• _Passage to read_:
┌────────

In May of 1999 I went to Honduras to build a medical clinic. I volunteered for an 18 month tenure. I had no idea I would be in Honduras as a missionary today. After all, I am just an engineer not a pastor. I am not an evangelist. How is this possible?

Previously, in 1997 & 98 I had traveled to Honduras with my church on a short term mission trip. Our mission was to build homes for the homeless. We did and in the process I became acquainted with some missionaries. They learned that I was an engineer and asked if I would help develop plans for a medical clinic. I agreed. I had no idea what God was up to nor did I understand how this adventure would change my life.

Hurricane Mitch struck Honduras in October 1998. People lost their lives, their homes, and their self-esteem. We postponed the schedule for the clinic and joined in helping reestablish a broken, devastated people rebuild their homes and their hope. We built replacement homes, distributed food and water, and hosted medical brigades. We hosted over 40 groups from the US.

While our intentions were good our model was not helping the Honduran people to be self sustaining but rather creating a dependence on us.

└────────

• _Check your understanding_:
[1] Write out word for word the part of the account of the Honduras mission that begins at the words "Previously, in 1997" and stops after "change my life.".
[2] Carry the account of the Honduras mission forward from its last sentence by writing the next part.
This data comes from a separate source.

[Dataset entries]
┌────────

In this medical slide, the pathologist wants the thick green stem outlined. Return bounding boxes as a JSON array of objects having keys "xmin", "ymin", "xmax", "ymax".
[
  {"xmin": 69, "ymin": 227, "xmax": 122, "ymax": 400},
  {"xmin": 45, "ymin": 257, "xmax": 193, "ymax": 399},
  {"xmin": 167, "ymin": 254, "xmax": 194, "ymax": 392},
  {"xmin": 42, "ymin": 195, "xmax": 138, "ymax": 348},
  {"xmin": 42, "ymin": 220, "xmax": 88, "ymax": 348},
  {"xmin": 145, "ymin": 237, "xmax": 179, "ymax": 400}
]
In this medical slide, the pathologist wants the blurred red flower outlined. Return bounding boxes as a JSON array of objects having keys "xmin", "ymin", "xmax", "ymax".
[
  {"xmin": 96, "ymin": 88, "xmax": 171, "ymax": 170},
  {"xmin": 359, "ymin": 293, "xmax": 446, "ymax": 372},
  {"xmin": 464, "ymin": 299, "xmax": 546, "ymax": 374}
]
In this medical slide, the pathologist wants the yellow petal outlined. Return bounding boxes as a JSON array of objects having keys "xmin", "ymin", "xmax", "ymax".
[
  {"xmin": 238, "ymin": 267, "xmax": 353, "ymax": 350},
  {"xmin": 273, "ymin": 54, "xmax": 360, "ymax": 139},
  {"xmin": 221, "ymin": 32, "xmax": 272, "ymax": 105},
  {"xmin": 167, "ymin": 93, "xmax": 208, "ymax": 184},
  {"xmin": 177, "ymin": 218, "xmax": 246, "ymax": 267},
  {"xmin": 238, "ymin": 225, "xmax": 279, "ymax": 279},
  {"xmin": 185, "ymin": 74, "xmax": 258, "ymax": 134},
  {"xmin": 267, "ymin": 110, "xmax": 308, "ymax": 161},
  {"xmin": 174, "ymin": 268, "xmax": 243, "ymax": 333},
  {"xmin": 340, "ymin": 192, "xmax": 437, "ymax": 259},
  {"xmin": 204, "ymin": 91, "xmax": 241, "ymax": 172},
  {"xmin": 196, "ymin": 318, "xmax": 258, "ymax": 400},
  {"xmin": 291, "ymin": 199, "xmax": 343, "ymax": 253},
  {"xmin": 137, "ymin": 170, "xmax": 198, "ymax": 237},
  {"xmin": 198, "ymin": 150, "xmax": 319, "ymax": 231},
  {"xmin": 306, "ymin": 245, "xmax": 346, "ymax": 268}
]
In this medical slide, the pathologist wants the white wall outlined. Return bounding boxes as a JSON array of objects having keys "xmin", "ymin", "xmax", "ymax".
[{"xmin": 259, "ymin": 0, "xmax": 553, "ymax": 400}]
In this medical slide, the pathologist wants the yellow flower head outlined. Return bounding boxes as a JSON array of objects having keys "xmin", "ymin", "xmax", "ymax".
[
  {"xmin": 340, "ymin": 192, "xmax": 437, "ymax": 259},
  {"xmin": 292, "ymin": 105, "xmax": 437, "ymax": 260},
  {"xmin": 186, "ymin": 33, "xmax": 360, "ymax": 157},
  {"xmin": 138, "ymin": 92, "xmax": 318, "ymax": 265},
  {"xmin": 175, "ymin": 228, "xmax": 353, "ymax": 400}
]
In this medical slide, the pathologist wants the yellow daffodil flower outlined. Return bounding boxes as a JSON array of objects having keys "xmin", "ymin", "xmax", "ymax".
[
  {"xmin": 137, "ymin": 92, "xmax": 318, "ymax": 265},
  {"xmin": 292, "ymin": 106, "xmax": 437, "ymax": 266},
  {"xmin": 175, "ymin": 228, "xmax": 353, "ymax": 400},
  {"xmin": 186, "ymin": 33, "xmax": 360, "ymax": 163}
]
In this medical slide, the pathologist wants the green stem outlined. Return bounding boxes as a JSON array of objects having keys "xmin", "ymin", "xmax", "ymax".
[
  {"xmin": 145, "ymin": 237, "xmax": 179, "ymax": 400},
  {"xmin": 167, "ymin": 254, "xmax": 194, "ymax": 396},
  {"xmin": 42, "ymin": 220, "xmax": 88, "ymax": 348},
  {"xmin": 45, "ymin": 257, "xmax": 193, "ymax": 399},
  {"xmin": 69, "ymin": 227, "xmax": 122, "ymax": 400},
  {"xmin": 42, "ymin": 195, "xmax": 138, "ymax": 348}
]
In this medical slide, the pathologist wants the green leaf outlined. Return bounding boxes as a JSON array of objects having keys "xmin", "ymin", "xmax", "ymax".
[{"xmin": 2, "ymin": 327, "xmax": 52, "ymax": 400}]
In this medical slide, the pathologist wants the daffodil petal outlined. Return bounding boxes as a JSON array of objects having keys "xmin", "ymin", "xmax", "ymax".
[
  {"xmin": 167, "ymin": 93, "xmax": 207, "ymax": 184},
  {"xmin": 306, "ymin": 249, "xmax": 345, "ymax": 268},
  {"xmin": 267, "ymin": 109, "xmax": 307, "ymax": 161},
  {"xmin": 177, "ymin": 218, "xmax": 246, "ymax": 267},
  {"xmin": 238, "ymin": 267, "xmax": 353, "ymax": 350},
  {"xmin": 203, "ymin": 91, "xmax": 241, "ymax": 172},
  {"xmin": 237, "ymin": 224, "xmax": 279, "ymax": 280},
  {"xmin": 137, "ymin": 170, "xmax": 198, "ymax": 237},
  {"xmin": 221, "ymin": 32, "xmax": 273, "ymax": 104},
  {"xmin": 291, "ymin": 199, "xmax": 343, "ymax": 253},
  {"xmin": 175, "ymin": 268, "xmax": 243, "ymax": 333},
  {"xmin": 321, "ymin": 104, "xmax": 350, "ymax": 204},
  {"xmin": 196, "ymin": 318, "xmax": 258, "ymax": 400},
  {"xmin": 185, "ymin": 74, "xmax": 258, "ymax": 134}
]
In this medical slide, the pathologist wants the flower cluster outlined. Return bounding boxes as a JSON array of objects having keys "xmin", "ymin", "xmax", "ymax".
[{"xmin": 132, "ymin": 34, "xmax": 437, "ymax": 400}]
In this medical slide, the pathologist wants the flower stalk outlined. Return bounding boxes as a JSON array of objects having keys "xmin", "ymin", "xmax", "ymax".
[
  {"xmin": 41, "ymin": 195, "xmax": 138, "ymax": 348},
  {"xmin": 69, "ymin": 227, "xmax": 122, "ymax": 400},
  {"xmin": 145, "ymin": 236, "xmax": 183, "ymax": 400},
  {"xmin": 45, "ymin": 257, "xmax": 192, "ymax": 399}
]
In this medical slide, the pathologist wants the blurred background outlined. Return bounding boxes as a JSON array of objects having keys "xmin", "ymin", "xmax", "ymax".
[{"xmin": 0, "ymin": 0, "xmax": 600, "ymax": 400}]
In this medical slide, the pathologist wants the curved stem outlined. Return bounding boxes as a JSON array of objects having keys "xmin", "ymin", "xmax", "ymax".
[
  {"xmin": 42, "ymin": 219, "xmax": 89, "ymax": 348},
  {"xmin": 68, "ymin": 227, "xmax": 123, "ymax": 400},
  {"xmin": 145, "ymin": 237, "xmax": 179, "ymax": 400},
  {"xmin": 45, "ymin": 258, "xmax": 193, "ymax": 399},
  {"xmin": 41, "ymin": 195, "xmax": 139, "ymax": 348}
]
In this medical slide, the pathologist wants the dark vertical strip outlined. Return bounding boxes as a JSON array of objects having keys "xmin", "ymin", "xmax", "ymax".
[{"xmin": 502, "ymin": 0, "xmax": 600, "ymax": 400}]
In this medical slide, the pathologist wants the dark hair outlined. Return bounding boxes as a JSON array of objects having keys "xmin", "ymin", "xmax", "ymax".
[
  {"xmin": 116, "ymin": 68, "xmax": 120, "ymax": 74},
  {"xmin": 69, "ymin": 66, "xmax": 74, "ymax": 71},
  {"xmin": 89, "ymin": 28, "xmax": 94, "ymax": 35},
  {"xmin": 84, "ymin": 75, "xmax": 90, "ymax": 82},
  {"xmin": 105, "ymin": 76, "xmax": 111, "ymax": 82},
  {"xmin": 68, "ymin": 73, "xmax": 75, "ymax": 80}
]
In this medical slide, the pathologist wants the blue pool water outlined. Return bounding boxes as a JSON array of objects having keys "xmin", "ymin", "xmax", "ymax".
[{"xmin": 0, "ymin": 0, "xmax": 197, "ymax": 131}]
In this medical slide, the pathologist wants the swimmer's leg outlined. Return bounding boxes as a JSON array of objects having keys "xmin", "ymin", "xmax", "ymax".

└────────

• _Task results_:
[1]
Previously, in 1997 & 98 I had traveled to Honduras with my church on a short term mission trip. Our mission was to build homes for the homeless. We did and in the process I became acquainted with some missionaries. They learned that I was an engineer and asked if I would help develop plans for a medical clinic. I agreed. I had no idea what God was up to nor did I understand how this adventure would change my life.

[2]
We thought about establishing a rescue mission and seriously studied the idea by visiting various rescue missions in Kansas, Missouri, and Kentucky. As we visited rescue missions one possible program came to light, why not develop an in-house assistance program? We established a routine food distribution program coupled with a bible study and prayer on a monthly basis for people in various communities. The food baskets are simple; beans and rice with other staple foods in quantities that help sustain a family of four for a month. We include medical assistance, dental and eye care. Today we distribute food to 78 individual families monthly, have established a junior high school, and implemented a children’s sponsorship program: all efforts aimed at building a better life and following Jesus Christ.

In 2000 I married an awesome Christian woman from Honduras. I adopted her 4 year old daughter as my own. I had completed my 18 month commitment and had plans to return to the states. I landed a great job but four months later was fired. I was embarrassed. I had never been humiliated like that. I denied being a missionary. I was much like Jonah. God had showed me that my ideas were not his plan. It wasn’t until I began to seek God’s plan that I learned that I had a different calling; not as an engineer but to become a fisherman. I returned to Honduras in 2001 and have not looked back. My career has changed. I truly have become a fisher of men.